-- Start Material to process --

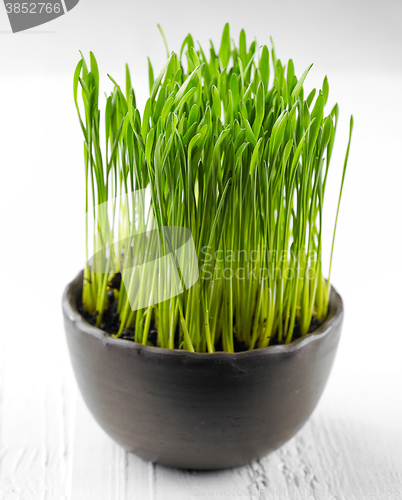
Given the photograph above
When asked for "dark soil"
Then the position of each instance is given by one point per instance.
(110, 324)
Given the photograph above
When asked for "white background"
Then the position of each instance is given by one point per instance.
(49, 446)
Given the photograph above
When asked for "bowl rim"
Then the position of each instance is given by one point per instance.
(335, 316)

-- End Material to process --
-- Start Material to process --

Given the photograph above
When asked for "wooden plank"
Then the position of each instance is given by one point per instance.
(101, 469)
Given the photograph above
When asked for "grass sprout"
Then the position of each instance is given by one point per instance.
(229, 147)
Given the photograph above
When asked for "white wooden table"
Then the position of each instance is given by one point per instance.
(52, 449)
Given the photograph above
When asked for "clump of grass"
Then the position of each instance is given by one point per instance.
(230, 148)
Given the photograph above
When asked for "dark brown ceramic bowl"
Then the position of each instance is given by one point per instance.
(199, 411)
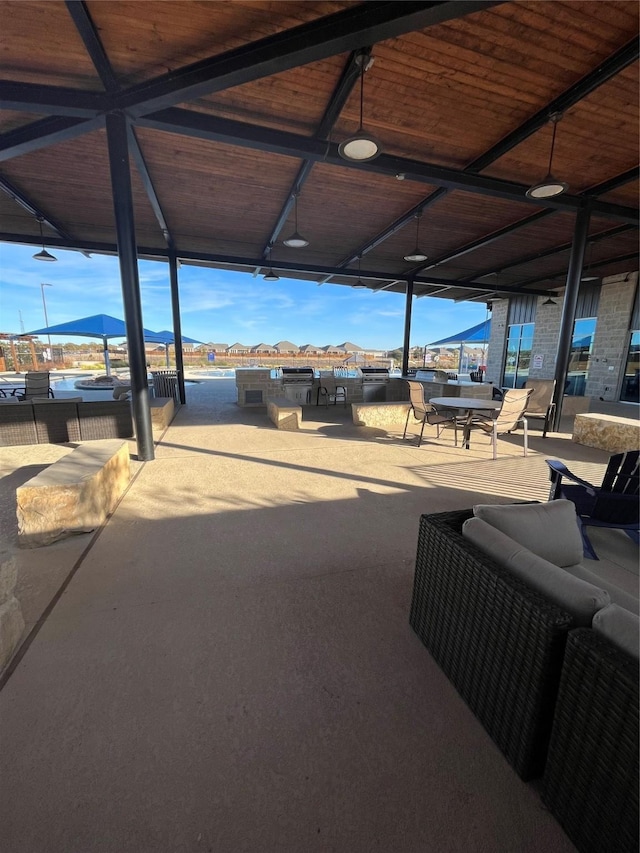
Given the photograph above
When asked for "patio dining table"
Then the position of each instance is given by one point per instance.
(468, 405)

-- End Material to process --

> What needs to be done
In the records above, how many lines contain the string "wooden"? Case matters. Reply with the number alone.

> Result of this exercise
2